# Reptilinks



## Mich lady (Jul 26, 2019)

I recently bought reptilinks for my two bearded dragons and my Argentine black and white tegu. Also purchased quail chicks for the tegu. They won't even touch the stuff. I'm disappointed. Thank goodness there is a money back guarantee. Which is why I took a chance on purchasing them. Has anybody had any success feeding this stuff to their reptiles?


----------



## Ivyna J Spyder (Aug 1, 2019)

My tegu loves them. The beardie and skink, not as much.

My redfooted tortoise also loves them, but she will eat _anything _too slow to escape


----------



## twitchster (Dec 2, 2019)

That's too bad. I've been getting the Mega-Blend + Fruits and Veggies for my Tegu (Carlita) for about 6 months. That's basically the only thing she eats now. I was giving chicken gizzards and hearts too but she started getting fat because of them. I do have to say though, they're pretty expensive.


----------



## Barbara Whyman (Dec 11, 2019)

My tegu, blue tongue skink and Timor monitor loves the reptilinks the mega blend blue tongue blend and mini qual for the monitor I am happy I found them it has made feeding them so much easier only my bearded dragon will not eat them


----------
========================================
■ Short exercise: Could you retype the Reptilinks thread from "My tegu loves" up to and including "(Dec 2, 2019)"? The entries that come next have no role here.
========================================
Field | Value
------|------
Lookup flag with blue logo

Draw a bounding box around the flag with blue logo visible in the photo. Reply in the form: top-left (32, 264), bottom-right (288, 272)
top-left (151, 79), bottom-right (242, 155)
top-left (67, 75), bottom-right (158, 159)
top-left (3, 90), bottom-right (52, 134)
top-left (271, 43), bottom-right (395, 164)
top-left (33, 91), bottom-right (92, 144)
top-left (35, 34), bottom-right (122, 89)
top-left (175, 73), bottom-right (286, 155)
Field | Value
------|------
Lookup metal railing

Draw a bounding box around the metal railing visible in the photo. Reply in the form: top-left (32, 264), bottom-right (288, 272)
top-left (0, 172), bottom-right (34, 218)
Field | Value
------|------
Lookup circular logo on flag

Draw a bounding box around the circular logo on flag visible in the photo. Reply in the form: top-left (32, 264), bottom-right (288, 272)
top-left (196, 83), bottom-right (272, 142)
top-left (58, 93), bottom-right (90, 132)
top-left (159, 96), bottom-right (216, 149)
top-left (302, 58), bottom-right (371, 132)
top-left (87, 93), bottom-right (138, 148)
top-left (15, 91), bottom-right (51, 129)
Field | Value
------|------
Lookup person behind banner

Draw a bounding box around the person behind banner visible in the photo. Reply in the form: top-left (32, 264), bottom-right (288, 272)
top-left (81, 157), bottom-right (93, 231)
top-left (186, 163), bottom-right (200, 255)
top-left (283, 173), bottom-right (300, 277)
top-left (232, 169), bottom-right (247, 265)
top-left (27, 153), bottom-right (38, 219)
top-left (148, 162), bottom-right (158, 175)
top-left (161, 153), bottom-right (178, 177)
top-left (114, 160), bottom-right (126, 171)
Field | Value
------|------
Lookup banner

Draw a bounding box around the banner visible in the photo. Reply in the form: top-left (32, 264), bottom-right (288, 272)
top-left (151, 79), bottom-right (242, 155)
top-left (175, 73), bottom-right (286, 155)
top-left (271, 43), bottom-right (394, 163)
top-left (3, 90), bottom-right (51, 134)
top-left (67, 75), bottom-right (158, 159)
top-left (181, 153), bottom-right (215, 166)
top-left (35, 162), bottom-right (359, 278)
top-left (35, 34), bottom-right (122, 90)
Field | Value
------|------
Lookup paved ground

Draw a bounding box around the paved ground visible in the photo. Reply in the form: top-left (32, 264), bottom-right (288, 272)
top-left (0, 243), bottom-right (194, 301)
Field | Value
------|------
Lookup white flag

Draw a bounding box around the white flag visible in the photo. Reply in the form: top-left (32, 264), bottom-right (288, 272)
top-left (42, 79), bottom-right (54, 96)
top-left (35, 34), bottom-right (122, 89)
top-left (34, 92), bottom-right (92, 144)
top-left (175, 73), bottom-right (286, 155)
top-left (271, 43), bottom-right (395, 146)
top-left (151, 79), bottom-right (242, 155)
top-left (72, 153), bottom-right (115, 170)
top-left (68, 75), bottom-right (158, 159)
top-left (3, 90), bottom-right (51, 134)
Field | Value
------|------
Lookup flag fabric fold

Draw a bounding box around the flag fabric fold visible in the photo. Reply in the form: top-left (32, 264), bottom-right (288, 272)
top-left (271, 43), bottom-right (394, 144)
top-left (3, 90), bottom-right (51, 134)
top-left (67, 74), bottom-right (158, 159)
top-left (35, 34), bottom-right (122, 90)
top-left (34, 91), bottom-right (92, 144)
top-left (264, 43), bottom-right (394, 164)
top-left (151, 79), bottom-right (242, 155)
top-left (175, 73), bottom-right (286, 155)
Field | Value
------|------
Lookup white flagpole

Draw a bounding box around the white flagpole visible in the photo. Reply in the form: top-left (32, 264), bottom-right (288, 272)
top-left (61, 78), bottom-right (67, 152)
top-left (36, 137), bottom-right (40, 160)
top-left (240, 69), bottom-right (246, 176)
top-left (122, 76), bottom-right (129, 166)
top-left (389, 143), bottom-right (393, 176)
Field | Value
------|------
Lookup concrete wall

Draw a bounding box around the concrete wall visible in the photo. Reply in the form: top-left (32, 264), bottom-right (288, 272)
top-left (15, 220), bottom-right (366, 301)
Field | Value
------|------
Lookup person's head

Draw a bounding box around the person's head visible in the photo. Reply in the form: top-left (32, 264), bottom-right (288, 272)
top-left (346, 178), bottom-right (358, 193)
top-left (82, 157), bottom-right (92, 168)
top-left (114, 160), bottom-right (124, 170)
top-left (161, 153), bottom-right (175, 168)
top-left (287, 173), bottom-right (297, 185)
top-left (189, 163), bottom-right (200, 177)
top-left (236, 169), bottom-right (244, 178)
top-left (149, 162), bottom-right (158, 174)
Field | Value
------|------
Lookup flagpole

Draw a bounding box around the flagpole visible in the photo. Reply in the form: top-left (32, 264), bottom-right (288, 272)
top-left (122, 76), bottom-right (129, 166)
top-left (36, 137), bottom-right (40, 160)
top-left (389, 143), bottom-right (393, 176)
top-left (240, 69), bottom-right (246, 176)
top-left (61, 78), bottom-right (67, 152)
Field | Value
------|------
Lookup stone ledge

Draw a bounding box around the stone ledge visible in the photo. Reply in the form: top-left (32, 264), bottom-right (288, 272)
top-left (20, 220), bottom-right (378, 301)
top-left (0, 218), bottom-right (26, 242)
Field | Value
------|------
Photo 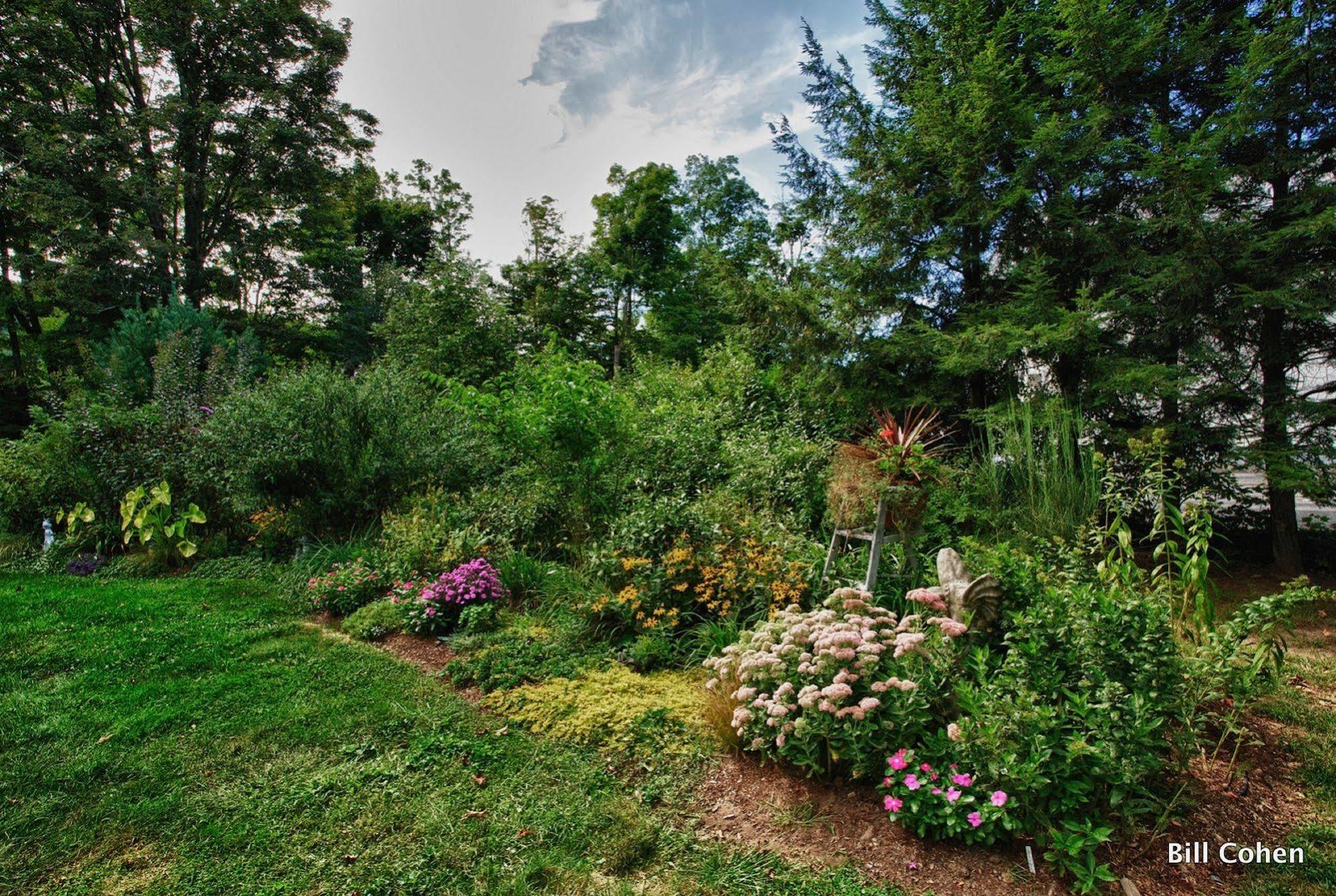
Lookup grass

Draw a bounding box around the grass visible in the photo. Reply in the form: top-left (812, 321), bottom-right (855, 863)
top-left (0, 577), bottom-right (894, 896)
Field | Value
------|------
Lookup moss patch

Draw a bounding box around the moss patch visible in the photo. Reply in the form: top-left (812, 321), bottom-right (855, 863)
top-left (487, 666), bottom-right (708, 746)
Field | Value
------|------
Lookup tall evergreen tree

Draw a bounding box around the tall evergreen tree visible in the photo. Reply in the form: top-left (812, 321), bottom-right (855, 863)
top-left (1214, 1), bottom-right (1336, 573)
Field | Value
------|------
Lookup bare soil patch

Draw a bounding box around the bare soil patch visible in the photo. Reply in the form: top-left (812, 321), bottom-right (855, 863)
top-left (698, 756), bottom-right (1065, 896)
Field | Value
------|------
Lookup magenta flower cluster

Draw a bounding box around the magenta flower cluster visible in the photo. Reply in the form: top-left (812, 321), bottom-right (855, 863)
top-left (390, 557), bottom-right (509, 633)
top-left (880, 749), bottom-right (1010, 843)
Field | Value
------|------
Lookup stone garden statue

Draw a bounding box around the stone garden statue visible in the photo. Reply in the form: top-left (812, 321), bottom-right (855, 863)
top-left (928, 547), bottom-right (1002, 629)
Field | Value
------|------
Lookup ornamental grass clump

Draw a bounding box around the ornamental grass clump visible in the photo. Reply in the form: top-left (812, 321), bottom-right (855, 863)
top-left (705, 587), bottom-right (962, 777)
top-left (390, 557), bottom-right (511, 634)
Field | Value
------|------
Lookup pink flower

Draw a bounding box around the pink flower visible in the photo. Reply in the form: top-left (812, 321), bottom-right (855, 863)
top-left (904, 587), bottom-right (946, 610)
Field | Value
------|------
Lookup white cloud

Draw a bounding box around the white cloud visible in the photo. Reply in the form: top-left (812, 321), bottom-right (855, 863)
top-left (330, 0), bottom-right (861, 263)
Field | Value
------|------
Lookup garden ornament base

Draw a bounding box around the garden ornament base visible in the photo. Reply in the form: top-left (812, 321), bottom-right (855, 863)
top-left (928, 547), bottom-right (1002, 627)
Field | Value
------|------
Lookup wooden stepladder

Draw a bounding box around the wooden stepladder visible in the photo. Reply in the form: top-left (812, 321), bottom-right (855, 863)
top-left (820, 498), bottom-right (912, 591)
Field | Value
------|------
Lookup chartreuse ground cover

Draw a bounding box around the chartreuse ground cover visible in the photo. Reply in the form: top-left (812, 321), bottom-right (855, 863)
top-left (0, 575), bottom-right (896, 896)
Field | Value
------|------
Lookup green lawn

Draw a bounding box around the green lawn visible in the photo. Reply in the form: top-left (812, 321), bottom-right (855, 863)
top-left (0, 577), bottom-right (903, 895)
========================================
■ Solution to this exercise:
My tegu loves them. The beardie and skink, not as much.

My redfooted tortoise also loves them, but she will eat _anything _too slow to escape


----------



## twitchster (Dec 2, 2019)